--- 本文 ---

本

『癒しのユーモア』

ホンとの本

『癒しのユーモア』
柏木哲夫
三輪書店
\1600+
2001.7.

 淀川キリスト教病院名誉ホスピス長である柏木哲夫さんの本。日本にホスピスという分野を切り拓いた功績は大きい。ターミナルケアなど、今でこそ万人が知る言葉となったが、当初は、それは何のことかというふうでもあった。病院は、病気を治すところであった。悪いところがあればなんとかそれを治療しようとし、辛い薬くらいならまだいい方で、ひどく切り刻まれたり、スパゲティ状態にされたりするのが当然と見なされていた時代である。ところが発想を換えるというのはものすごいことであり、死を前提にして、残された日々を有意義に過ごす目的を第一とし、そのために病院が「健康」管理をするという具合に考えていくならば、対処はまるっきり変わってくることになるのであった。QOLという概念も、ここと結びついて関心を持たれるようになったのであろう。

--- 提供記録 ---

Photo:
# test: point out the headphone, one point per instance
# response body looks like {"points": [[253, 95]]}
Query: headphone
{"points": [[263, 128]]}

---

問題 A: 本文の「病院は、病気を治すところであった。」という一文を英語に訳すとどうなりますか？
問題 B: 本文のうち、「淀川キリスト教病院名誉ホスピ」で始まり「れるようになったのであろう。」で終わる部分を、一字も変えずに返してもらえますか？
問題 C: 本文に記されているこの本の書誌情報（書名、著者、出版社、価格、刊行年月）は、それぞれ何ですか？

解答例 A: Hospitals were places for curing illness.

解答例 B:
淀川キリスト教病院名誉ホスピス長である柏木哲夫さんの本。日本にホスピスという分野を切り拓いた功績は大きい。ターミナルケアなど、今でこそ万人が知る言葉となったが、当初は、それは何のことかというふうでもあった。病院は、病気を治すところであった。悪いところがあればなんとかそれを治療しようとし、辛い薬くらいならまだいい方で、ひどく切り刻まれたり、スパゲティ状態にされたりするのが当然と見なされていた時代である。ところが発想を換えるというのはものすごいことであり、死を前提にして、残された日々を有意義に過ごす目的を第一とし、そのために病院が「健康」管理をするという具合に考えていくならば、対処はまるっきり変わってくることになるのであった。QOLという概念も、ここと結びついて関心を持たれるようになったのであろう。

解答例 C:
- 書名：『癒しのユーモア』
- 著者：柏木哲夫
- 出版社：三輪書店
- 価格：\1600+
- 刊行年月：2001.7.